• Фрагмент текста:
Эта книга Джорджо Агамбена содержит большое количество латинских цитат, причем в оригинальном тексте автор работает с ними совершенно по-разному. Иногда цитата дается вместе с полным переводом, близким к подстрочному, иногда это раскавыченный перевод с небольшими модификациями, иногда это парафраз без перевода, иногда цитата без перевода просто помещается в иллюстрируемый ею контекст в расчете на читателя, владеющего латынью.
Учитывая это, а также для того, чтобы не перегружать русский текст дублированием, и помня, что это книга, написанная философом, а не историком или филологом, при переводе также применялись разные подходы в зависимости от конкретного случая: в первую очередь это относится к парафразам и раскавыченным переводам, в таких случаях цитата дополнительно не переводится. Когда автор обрывает свой перевод, дается перевод только переведенной им части цитаты.
Иногда перевод ради большей точности подправлялся по латинскому оригиналу, если это представлялось не искажающим интерпретационные намерения автора; в остальных случаях перевод подлаживается под перевод на итальянский самого Агамбена.
Задача тем или иным образом передать или, по крайней мере, коннотировать «архаичный» стиль теоретиков средневекового монашества специально не ставилась. Следует иметь в виду, что иногда сам Агамбен переводит более «модернизированным» или техническим образом, чтобы лучше подсветить свою собственную интерпретацию того или иного отрывка.
В отдельных случаях, когда некоторые существующие русские переводы (XIX в.) монашеских правил представлялись явно устаревшими, они не учитывались вообще, в других случаях использовались – подчас со значительными изменениями.
Для греческих цитат сохранена авторская упрощенная транскрипция на латиницу – обозначаются только долгие гласные; ударение и придыхание не обозначаются.
Переводчик выражает благодарность В. М. Лурье за оказанную помощь.
Предметом данного исследования является попытка – рассмотренная на образцовом примере монашества – сконструировать форму-жизни, то есть жизнь, настолько тесно связанную со своей формой, что она оказывается от нее неотделимой. Именно в этой перспективе в исследовании будет прежде всего разбираться проблема того отношения между жизнью и правилом, что определяло диспозитив, посредством которого монахи стремились осуществить свой идеал формы общей жизни. Речь идет не только – или не столько – о том, чтобы исследовать запутанное нагромождение скрупулезных предписаний и аскетических техник, монастырских галерей и horologia1, отшельнических искушений и хоровых литургий, братских увещеваний и жестоких кар, при помощи которых монашеская обитель, нацеленная на спасение от греха и мира, учреждает себя как «правильную жизнь», сколько о том, чтобы прежде всего понять диалектику, которая таким образом устанавливается между терминами «правило» и «жизнь». Эта диалектика и в самом деле является настолько переплетенной и сложной, что на взгляд современных исследователей подчас как будто растворяется в совершенном тождестве: vita vel regula2, согласно вступлению «Правила святых отцов» или, как говорится в «Утвержденном правиле» Франциска, haec est regula et vita fratrum minorum3. Однако мы предпочтем оставить здесь за vel и et всю их семантическую двусмысленность, чтобы взглянуть на обитель, скорее, как на поле сил, пересекаемое двумя противонаправленными и в то же самое время переплетенными силовыми линиями, во взаимном напряжении которых нечто неслыханное и новое – то есть форма-жизни – упорно стремилось к собственному осуществлению и столь же упорно мимо него промахивалось. Великое нововведение монашества заключалось не в смешении жизни и нормы и не в новой вариации отношения между фактом и правом, но, скорее, в определении некоего уровня консистенции – оставшегося неосмысленным и, возможно, все еще немыслимого сегодня, – которому словосочетания vita vel regula, regula et vita, forma vivendi, forma vitae4 с таким трудом пытаются дать имя и в котором как «правило», так и «жизнь» теряют свое привычное значение, указывая в направлении чего-то третьего, – именно того, что и нужно будет извлечь на поверхность.

• Задание A: Перепишите дословно часть текста о книге Агамбена: начните с места, где стоят слова «Для греческих цитат», и остановитесь после слов «за оказанную помощь.».

• Записи:
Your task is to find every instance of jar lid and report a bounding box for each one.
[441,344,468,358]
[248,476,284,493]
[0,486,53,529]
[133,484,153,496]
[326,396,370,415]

• Задание B: Приведите все записи заново, заменив в них «jar lid» на «bottle cap» и больше ничего не меняя.

• Полный ответ A:
Для греческих цитат сохранена авторская упрощенная транскрипция на латиницу – обозначаются только долгие гласные; ударение и придыхание не обозначаются.
Переводчик выражает благодарность В. М. Лурье за оказанную помощь.

• Полный ответ B:
Your task is to find every instance of bottle cap and report a bounding box for each one.
[441,344,468,358]
[248,476,284,493]
[0,486,53,529]
[133,484,153,496]
[326,396,370,415]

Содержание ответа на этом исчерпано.